What are the lines from the top of the entries through the one with "Put a single dot on each instance of the stone corbel"? Write them out exactly, with no pictures.

Items from a data source
- Opening Delimiter -

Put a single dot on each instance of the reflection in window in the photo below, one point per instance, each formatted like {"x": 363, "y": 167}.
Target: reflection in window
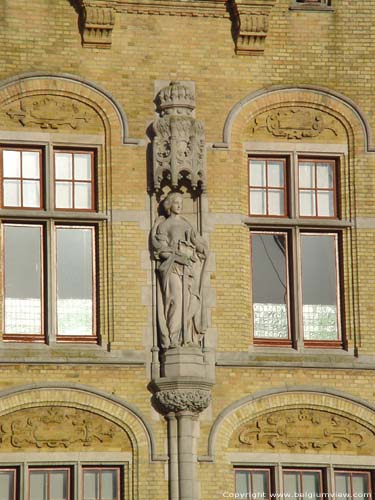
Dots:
{"x": 75, "y": 278}
{"x": 22, "y": 279}
{"x": 270, "y": 290}
{"x": 319, "y": 286}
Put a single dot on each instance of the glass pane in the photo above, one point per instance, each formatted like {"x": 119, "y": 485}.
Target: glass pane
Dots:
{"x": 109, "y": 485}
{"x": 257, "y": 173}
{"x": 260, "y": 485}
{"x": 82, "y": 167}
{"x": 58, "y": 485}
{"x": 11, "y": 163}
{"x": 275, "y": 202}
{"x": 74, "y": 281}
{"x": 242, "y": 482}
{"x": 291, "y": 484}
{"x": 90, "y": 485}
{"x": 325, "y": 204}
{"x": 311, "y": 484}
{"x": 38, "y": 485}
{"x": 319, "y": 287}
{"x": 23, "y": 278}
{"x": 82, "y": 195}
{"x": 257, "y": 202}
{"x": 11, "y": 193}
{"x": 276, "y": 173}
{"x": 324, "y": 175}
{"x": 306, "y": 175}
{"x": 30, "y": 164}
{"x": 63, "y": 166}
{"x": 342, "y": 481}
{"x": 360, "y": 485}
{"x": 64, "y": 195}
{"x": 307, "y": 203}
{"x": 270, "y": 293}
{"x": 31, "y": 193}
{"x": 7, "y": 485}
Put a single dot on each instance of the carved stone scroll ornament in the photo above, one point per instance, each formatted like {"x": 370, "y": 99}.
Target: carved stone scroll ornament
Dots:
{"x": 194, "y": 400}
{"x": 179, "y": 142}
{"x": 49, "y": 113}
{"x": 57, "y": 427}
{"x": 97, "y": 20}
{"x": 294, "y": 123}
{"x": 302, "y": 429}
{"x": 181, "y": 255}
{"x": 251, "y": 24}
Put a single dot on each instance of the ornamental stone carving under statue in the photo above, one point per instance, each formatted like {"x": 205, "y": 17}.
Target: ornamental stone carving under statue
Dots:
{"x": 181, "y": 254}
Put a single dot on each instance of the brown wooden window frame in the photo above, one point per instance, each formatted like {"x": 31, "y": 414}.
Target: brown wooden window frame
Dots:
{"x": 21, "y": 178}
{"x": 49, "y": 218}
{"x": 294, "y": 226}
{"x": 267, "y": 188}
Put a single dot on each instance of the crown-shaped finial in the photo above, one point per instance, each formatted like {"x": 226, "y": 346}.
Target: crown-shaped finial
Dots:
{"x": 176, "y": 96}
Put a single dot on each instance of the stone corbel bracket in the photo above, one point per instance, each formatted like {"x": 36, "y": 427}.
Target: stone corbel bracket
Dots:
{"x": 97, "y": 20}
{"x": 251, "y": 22}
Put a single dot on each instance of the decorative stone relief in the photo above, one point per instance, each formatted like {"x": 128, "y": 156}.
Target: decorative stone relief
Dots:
{"x": 59, "y": 428}
{"x": 250, "y": 24}
{"x": 300, "y": 430}
{"x": 193, "y": 400}
{"x": 179, "y": 142}
{"x": 97, "y": 24}
{"x": 49, "y": 113}
{"x": 181, "y": 254}
{"x": 294, "y": 123}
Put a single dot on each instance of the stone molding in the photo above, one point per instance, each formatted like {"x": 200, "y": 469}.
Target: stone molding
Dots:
{"x": 251, "y": 24}
{"x": 179, "y": 141}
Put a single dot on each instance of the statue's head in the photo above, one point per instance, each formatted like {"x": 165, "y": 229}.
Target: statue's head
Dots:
{"x": 173, "y": 203}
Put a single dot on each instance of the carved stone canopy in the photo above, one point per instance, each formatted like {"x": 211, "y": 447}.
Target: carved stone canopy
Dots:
{"x": 179, "y": 142}
{"x": 304, "y": 430}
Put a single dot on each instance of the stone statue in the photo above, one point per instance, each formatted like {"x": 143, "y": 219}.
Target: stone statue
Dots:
{"x": 182, "y": 255}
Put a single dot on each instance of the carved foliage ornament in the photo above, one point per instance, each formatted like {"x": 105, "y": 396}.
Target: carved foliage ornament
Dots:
{"x": 49, "y": 113}
{"x": 194, "y": 400}
{"x": 294, "y": 123}
{"x": 305, "y": 430}
{"x": 179, "y": 142}
{"x": 57, "y": 427}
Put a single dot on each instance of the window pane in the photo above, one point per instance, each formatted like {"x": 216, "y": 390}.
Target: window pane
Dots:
{"x": 319, "y": 287}
{"x": 257, "y": 173}
{"x": 325, "y": 204}
{"x": 11, "y": 163}
{"x": 307, "y": 203}
{"x": 82, "y": 195}
{"x": 324, "y": 175}
{"x": 58, "y": 485}
{"x": 82, "y": 167}
{"x": 63, "y": 166}
{"x": 275, "y": 202}
{"x": 31, "y": 193}
{"x": 270, "y": 293}
{"x": 23, "y": 279}
{"x": 11, "y": 193}
{"x": 64, "y": 195}
{"x": 90, "y": 485}
{"x": 242, "y": 482}
{"x": 257, "y": 202}
{"x": 276, "y": 174}
{"x": 30, "y": 164}
{"x": 38, "y": 485}
{"x": 307, "y": 175}
{"x": 109, "y": 485}
{"x": 7, "y": 485}
{"x": 74, "y": 281}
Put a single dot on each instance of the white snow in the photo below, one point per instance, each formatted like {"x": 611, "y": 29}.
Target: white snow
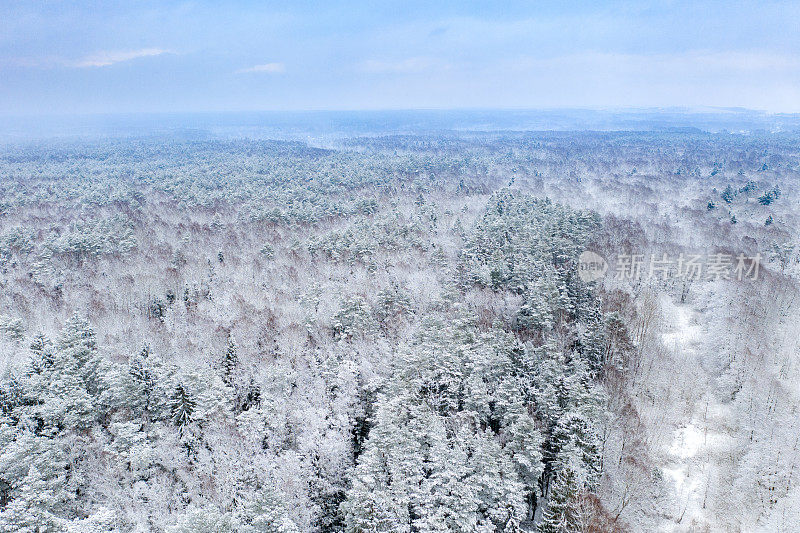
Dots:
{"x": 690, "y": 457}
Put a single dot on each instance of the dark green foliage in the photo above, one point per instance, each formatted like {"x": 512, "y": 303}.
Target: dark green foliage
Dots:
{"x": 728, "y": 195}
{"x": 182, "y": 406}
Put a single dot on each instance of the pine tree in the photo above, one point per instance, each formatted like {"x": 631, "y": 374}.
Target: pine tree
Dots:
{"x": 182, "y": 406}
{"x": 229, "y": 362}
{"x": 562, "y": 513}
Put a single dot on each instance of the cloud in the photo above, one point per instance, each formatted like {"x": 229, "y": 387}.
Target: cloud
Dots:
{"x": 104, "y": 59}
{"x": 269, "y": 68}
{"x": 697, "y": 62}
{"x": 405, "y": 66}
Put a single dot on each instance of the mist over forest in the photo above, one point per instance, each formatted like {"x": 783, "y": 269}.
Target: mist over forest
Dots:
{"x": 369, "y": 322}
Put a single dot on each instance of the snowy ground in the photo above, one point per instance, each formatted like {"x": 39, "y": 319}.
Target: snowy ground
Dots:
{"x": 692, "y": 456}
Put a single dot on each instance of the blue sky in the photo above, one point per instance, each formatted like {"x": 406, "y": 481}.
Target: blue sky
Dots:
{"x": 98, "y": 57}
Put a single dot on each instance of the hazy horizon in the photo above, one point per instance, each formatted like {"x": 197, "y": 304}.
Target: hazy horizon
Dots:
{"x": 91, "y": 57}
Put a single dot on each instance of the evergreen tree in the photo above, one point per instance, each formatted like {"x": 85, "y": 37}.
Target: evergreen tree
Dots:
{"x": 229, "y": 361}
{"x": 182, "y": 406}
{"x": 562, "y": 513}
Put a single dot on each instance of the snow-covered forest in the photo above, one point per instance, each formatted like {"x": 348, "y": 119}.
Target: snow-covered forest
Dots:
{"x": 391, "y": 333}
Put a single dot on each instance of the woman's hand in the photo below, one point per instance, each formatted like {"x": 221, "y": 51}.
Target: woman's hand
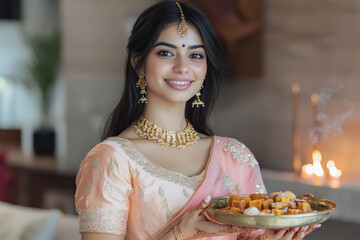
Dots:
{"x": 297, "y": 233}
{"x": 195, "y": 225}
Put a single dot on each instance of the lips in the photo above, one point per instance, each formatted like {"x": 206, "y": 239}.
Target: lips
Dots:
{"x": 179, "y": 84}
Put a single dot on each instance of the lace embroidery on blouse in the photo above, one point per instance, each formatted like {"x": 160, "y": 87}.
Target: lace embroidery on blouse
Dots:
{"x": 103, "y": 220}
{"x": 156, "y": 170}
{"x": 239, "y": 152}
{"x": 231, "y": 186}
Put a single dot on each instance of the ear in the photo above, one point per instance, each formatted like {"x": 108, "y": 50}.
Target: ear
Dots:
{"x": 134, "y": 60}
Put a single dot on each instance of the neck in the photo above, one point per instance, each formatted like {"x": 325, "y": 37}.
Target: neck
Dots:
{"x": 170, "y": 116}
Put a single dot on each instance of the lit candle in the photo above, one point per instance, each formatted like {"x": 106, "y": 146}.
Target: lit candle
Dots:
{"x": 296, "y": 129}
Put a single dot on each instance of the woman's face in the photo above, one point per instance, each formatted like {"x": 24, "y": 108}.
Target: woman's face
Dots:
{"x": 176, "y": 66}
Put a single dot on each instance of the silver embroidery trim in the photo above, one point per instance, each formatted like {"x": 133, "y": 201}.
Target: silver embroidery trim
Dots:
{"x": 87, "y": 188}
{"x": 141, "y": 193}
{"x": 231, "y": 187}
{"x": 237, "y": 150}
{"x": 260, "y": 188}
{"x": 143, "y": 220}
{"x": 112, "y": 165}
{"x": 161, "y": 192}
{"x": 156, "y": 170}
{"x": 186, "y": 193}
{"x": 129, "y": 192}
{"x": 168, "y": 215}
{"x": 95, "y": 164}
{"x": 133, "y": 172}
{"x": 107, "y": 188}
{"x": 103, "y": 220}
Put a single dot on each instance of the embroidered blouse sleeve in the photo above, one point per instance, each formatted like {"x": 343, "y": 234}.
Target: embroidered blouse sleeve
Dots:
{"x": 103, "y": 189}
{"x": 250, "y": 180}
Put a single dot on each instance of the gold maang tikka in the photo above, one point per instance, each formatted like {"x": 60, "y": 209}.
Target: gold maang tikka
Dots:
{"x": 141, "y": 83}
{"x": 197, "y": 102}
{"x": 183, "y": 27}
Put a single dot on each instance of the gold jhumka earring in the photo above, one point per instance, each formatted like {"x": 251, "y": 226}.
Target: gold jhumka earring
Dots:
{"x": 183, "y": 27}
{"x": 197, "y": 102}
{"x": 141, "y": 83}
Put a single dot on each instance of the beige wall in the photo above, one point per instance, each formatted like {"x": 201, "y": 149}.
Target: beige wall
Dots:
{"x": 315, "y": 44}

- Closing Delimiter -

→ **ANSWER TO THE PROBLEM**
Put a single dot on each instance of the reflection in window in the photo below, one point per instance, each formatted like {"x": 363, "y": 167}.
Target: reflection in window
Dots:
{"x": 75, "y": 278}
{"x": 22, "y": 279}
{"x": 270, "y": 290}
{"x": 319, "y": 286}
Put a single dot on each instance of the glass pane in the photo above, one point per instance, each formatted like {"x": 119, "y": 485}.
Target: glass pane
Dots:
{"x": 109, "y": 485}
{"x": 257, "y": 173}
{"x": 260, "y": 485}
{"x": 82, "y": 167}
{"x": 58, "y": 485}
{"x": 11, "y": 163}
{"x": 275, "y": 202}
{"x": 74, "y": 281}
{"x": 242, "y": 482}
{"x": 291, "y": 484}
{"x": 90, "y": 485}
{"x": 325, "y": 204}
{"x": 311, "y": 484}
{"x": 38, "y": 485}
{"x": 319, "y": 287}
{"x": 23, "y": 278}
{"x": 82, "y": 195}
{"x": 257, "y": 202}
{"x": 11, "y": 193}
{"x": 276, "y": 173}
{"x": 324, "y": 175}
{"x": 306, "y": 175}
{"x": 30, "y": 164}
{"x": 63, "y": 166}
{"x": 342, "y": 481}
{"x": 360, "y": 485}
{"x": 64, "y": 195}
{"x": 307, "y": 203}
{"x": 270, "y": 293}
{"x": 31, "y": 193}
{"x": 7, "y": 485}
Put a single dot on each instance of the carved stone scroll ornament in the photo above, one point per instance, each formatted like {"x": 370, "y": 99}.
Target: carved stone scroll ornament
Dots:
{"x": 194, "y": 400}
{"x": 179, "y": 142}
{"x": 49, "y": 113}
{"x": 57, "y": 427}
{"x": 97, "y": 20}
{"x": 294, "y": 123}
{"x": 302, "y": 429}
{"x": 181, "y": 255}
{"x": 251, "y": 24}
Put a single dot on each instance of the ornamental stone carving under statue in the photo above, one point per instance, each formatted like {"x": 205, "y": 17}.
Target: ornamental stone carving under statue
Dots:
{"x": 181, "y": 254}
Put a single dot on each instance of the brown wooden window frame in the photo above, one point per instance, each formatted like {"x": 31, "y": 414}.
Target: brown wooden window frame
Dots:
{"x": 21, "y": 178}
{"x": 49, "y": 218}
{"x": 294, "y": 226}
{"x": 267, "y": 188}
Put a single dot on each instance of the crown-shaped finial in the photo above, one point per instance, each formatted like {"x": 226, "y": 346}.
Target: crown-shaped finial
Dots:
{"x": 176, "y": 96}
Put a single dot on each instance of the stone corbel bracket in the photo above, one point per instance, each formatted like {"x": 36, "y": 427}.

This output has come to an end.